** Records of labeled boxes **
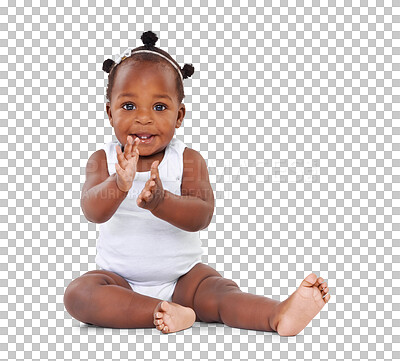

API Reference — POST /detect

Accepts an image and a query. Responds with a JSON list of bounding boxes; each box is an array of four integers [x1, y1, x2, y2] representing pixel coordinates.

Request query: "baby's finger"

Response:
[[115, 163, 125, 176], [150, 160, 160, 179], [116, 145, 127, 169], [124, 135, 133, 159], [132, 138, 140, 155]]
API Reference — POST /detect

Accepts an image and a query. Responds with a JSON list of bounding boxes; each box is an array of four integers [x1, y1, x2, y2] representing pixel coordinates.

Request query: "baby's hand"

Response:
[[137, 160, 164, 211], [115, 135, 140, 192]]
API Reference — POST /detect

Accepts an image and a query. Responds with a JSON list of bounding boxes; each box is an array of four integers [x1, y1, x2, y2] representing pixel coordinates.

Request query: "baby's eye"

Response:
[[122, 103, 167, 111], [122, 103, 133, 110], [156, 104, 167, 110]]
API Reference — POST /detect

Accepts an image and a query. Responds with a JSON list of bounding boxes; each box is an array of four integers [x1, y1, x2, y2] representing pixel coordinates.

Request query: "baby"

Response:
[[64, 31, 330, 336]]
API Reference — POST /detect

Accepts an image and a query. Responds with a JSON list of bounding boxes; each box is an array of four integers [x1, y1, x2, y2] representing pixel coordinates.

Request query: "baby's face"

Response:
[[106, 62, 185, 156]]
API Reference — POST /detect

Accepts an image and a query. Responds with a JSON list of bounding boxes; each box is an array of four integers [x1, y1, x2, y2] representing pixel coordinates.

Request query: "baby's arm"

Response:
[[81, 139, 139, 223], [151, 148, 214, 232]]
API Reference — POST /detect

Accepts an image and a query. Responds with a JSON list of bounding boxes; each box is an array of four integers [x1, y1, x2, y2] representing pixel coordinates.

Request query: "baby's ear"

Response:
[[106, 102, 114, 127], [175, 103, 186, 128]]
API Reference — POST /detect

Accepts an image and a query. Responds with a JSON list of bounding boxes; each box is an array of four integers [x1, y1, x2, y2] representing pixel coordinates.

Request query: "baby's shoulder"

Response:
[[183, 147, 204, 164], [183, 147, 207, 172]]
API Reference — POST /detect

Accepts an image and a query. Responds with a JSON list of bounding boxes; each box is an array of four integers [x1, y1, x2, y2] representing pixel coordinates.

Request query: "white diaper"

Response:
[[127, 280, 178, 302], [99, 267, 178, 302]]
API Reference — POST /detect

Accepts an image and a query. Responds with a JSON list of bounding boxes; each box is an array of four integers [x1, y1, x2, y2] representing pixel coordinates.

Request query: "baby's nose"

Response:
[[135, 117, 153, 124]]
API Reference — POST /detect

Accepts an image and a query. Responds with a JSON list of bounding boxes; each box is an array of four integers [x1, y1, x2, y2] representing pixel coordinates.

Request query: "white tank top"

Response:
[[96, 138, 203, 286]]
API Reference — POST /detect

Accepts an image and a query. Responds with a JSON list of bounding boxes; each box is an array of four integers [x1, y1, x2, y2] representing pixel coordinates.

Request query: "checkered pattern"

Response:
[[0, 0, 400, 360]]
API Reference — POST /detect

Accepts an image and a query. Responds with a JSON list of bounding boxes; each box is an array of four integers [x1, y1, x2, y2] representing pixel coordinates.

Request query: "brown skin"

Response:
[[81, 62, 214, 232]]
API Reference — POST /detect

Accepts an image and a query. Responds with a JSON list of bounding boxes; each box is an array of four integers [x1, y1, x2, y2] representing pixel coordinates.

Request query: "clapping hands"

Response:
[[115, 135, 140, 192], [136, 160, 164, 211]]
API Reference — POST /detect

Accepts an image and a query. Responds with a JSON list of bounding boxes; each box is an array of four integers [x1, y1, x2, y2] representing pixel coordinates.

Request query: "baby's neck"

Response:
[[136, 149, 165, 172]]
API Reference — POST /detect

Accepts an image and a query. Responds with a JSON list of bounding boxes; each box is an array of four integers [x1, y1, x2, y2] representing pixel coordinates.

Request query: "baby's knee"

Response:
[[64, 275, 101, 323]]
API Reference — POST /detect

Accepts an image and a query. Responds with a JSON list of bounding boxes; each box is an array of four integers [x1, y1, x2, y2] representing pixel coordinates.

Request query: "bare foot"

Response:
[[270, 273, 331, 336], [153, 301, 196, 333]]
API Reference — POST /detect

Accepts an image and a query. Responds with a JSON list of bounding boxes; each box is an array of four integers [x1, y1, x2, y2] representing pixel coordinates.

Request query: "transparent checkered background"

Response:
[[0, 0, 400, 360]]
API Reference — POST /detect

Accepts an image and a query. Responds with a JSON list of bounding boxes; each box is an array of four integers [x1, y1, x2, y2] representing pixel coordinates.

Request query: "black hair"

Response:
[[103, 31, 194, 104]]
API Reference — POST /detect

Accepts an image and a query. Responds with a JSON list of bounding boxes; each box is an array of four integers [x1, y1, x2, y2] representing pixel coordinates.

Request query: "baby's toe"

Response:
[[162, 326, 169, 333], [318, 282, 328, 291]]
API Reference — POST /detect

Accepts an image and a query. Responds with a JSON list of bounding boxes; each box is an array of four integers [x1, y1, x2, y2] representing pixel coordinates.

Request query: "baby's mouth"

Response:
[[131, 134, 154, 144]]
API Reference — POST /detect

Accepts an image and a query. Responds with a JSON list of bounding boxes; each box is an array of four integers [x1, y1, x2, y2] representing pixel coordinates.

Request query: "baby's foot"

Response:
[[153, 301, 196, 333], [270, 273, 331, 336]]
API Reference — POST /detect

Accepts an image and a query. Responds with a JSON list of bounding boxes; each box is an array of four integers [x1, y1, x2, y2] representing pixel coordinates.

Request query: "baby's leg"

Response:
[[64, 270, 161, 328], [172, 263, 280, 331], [173, 264, 330, 336]]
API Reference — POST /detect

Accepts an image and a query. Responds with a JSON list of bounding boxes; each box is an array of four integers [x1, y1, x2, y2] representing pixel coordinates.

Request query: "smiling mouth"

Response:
[[130, 134, 155, 144]]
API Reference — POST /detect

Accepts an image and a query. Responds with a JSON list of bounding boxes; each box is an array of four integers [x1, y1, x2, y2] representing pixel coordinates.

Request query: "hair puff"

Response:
[[140, 30, 158, 48], [103, 59, 115, 73], [182, 64, 194, 79]]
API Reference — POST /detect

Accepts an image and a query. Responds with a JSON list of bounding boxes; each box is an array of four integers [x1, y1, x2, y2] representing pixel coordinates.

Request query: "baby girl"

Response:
[[64, 31, 330, 336]]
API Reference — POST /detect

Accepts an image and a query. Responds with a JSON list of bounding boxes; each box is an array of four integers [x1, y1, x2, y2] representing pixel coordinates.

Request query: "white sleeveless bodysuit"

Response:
[[96, 138, 203, 301]]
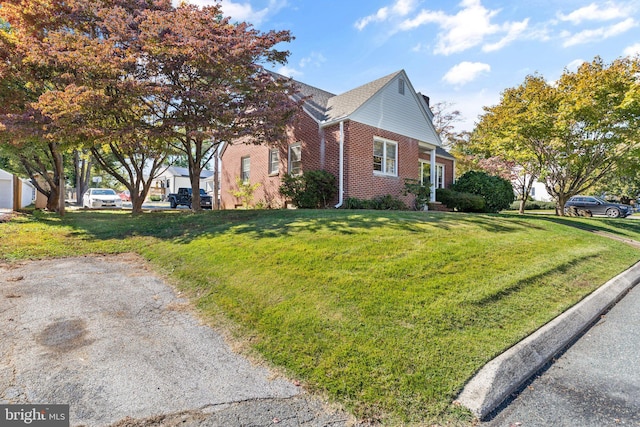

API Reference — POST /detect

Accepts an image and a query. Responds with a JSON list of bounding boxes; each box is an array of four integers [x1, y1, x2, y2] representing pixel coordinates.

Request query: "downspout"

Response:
[[429, 148, 436, 202], [335, 120, 344, 209]]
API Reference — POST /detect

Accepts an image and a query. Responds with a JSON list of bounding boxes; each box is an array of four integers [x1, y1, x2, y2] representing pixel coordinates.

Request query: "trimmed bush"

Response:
[[451, 171, 515, 212], [343, 194, 407, 211], [280, 170, 338, 209], [436, 188, 486, 212]]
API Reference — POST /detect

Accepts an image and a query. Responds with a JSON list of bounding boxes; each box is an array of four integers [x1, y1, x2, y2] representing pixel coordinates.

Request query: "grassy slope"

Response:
[[0, 211, 640, 423]]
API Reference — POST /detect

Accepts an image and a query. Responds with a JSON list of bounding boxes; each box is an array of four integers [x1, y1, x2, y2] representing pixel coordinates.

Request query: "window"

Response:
[[289, 143, 302, 175], [269, 148, 280, 175], [420, 161, 444, 188], [373, 138, 398, 176], [240, 157, 251, 183]]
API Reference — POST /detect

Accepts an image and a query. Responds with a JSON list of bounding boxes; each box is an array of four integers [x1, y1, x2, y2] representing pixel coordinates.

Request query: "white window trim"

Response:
[[420, 159, 445, 188], [371, 136, 398, 176], [287, 142, 302, 175]]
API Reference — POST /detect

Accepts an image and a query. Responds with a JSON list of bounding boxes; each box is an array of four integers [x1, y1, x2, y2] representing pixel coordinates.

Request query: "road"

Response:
[[481, 287, 640, 427]]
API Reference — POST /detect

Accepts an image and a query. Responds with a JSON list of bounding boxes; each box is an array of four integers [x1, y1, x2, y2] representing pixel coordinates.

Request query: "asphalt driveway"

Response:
[[0, 255, 348, 426], [482, 280, 640, 427]]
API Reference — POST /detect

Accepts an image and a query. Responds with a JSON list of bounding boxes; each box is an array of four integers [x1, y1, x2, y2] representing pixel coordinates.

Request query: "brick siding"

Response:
[[221, 113, 453, 209]]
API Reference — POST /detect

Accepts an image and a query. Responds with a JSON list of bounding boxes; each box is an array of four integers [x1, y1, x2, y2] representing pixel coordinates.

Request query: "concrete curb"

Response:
[[456, 263, 640, 419]]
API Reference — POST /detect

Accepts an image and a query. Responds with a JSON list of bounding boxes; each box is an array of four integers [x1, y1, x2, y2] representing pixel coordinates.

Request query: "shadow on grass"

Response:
[[528, 215, 640, 240], [470, 255, 598, 306], [34, 210, 542, 243]]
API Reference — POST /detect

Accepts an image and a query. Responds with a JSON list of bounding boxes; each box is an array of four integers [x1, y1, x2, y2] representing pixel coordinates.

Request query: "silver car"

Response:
[[82, 188, 122, 209]]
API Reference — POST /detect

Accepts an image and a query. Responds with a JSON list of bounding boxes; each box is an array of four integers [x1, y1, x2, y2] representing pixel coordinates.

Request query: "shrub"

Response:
[[231, 178, 260, 209], [451, 171, 515, 212], [509, 200, 556, 211], [436, 188, 486, 212], [404, 179, 431, 211], [371, 194, 407, 211], [280, 170, 338, 209]]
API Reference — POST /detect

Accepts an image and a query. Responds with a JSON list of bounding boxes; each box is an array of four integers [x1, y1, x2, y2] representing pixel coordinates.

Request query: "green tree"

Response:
[[140, 4, 299, 210], [473, 58, 640, 215]]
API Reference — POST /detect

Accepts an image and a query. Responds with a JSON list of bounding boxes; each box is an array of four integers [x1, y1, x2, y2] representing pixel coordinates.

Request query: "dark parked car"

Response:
[[564, 196, 633, 218]]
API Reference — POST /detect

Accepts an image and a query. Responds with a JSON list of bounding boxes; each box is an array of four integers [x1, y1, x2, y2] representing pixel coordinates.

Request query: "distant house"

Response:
[[149, 166, 213, 200], [220, 71, 455, 209], [0, 169, 36, 209]]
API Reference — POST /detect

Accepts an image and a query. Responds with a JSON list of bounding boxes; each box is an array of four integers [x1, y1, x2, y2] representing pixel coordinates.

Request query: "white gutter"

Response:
[[335, 121, 344, 209]]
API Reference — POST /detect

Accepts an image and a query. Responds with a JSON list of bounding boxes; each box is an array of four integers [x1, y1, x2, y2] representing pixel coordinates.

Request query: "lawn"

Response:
[[0, 210, 640, 425]]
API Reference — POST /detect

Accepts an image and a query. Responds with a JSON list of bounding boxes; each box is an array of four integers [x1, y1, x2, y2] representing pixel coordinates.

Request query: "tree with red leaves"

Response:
[[0, 0, 299, 212]]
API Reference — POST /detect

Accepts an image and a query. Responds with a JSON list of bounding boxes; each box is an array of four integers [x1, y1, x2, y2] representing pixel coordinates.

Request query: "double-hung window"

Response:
[[269, 148, 280, 175], [373, 138, 398, 176], [289, 143, 302, 175], [420, 161, 444, 188], [240, 157, 251, 184]]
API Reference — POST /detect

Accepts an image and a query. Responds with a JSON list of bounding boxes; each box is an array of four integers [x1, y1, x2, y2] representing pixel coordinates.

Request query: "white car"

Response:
[[82, 188, 122, 209]]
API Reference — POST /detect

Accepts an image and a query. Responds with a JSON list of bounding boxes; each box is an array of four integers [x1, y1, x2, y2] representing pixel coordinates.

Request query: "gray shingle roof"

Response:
[[327, 71, 401, 120], [282, 71, 401, 122]]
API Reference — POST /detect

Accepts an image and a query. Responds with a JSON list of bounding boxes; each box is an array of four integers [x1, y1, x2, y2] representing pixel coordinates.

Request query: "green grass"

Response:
[[0, 211, 640, 425]]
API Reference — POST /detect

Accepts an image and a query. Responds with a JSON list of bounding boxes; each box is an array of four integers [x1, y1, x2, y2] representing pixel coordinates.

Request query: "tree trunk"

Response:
[[129, 194, 145, 215], [191, 169, 202, 212], [74, 150, 93, 206], [52, 149, 65, 216], [556, 194, 567, 216]]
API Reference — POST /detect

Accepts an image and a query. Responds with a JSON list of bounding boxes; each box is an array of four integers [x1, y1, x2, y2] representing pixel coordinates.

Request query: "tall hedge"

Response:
[[451, 171, 515, 212]]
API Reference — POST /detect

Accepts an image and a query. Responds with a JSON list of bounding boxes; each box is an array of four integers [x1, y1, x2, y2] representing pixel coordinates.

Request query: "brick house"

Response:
[[220, 70, 455, 209]]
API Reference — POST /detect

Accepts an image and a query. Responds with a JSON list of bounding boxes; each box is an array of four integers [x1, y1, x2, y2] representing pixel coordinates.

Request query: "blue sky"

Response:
[[175, 0, 640, 130]]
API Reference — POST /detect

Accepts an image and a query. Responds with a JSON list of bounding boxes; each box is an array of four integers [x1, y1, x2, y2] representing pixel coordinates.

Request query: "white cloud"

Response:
[[482, 18, 529, 52], [354, 0, 417, 31], [558, 2, 629, 25], [565, 59, 586, 73], [398, 0, 529, 55], [172, 0, 287, 24], [623, 43, 640, 56], [442, 61, 491, 86], [276, 65, 304, 78], [562, 18, 638, 47]]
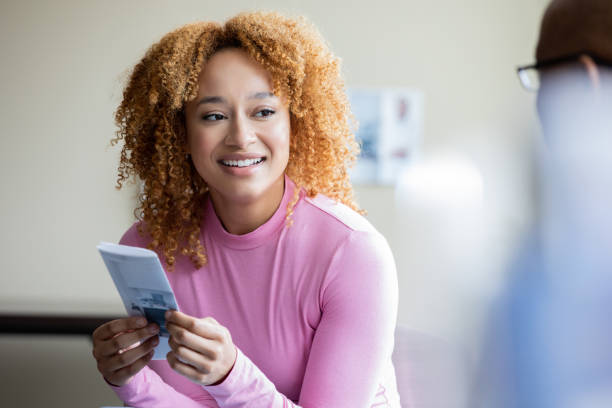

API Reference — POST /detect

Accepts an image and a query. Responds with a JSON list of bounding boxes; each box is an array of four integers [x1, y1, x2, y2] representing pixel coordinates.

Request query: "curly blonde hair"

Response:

** STATED EXERCISE **
Find every line in the records above that contains the word "mouth", and copy each of those lines.

** RESULT OF THIS TASK **
Request query: "baby's mouth"
Request query: "smiling mouth"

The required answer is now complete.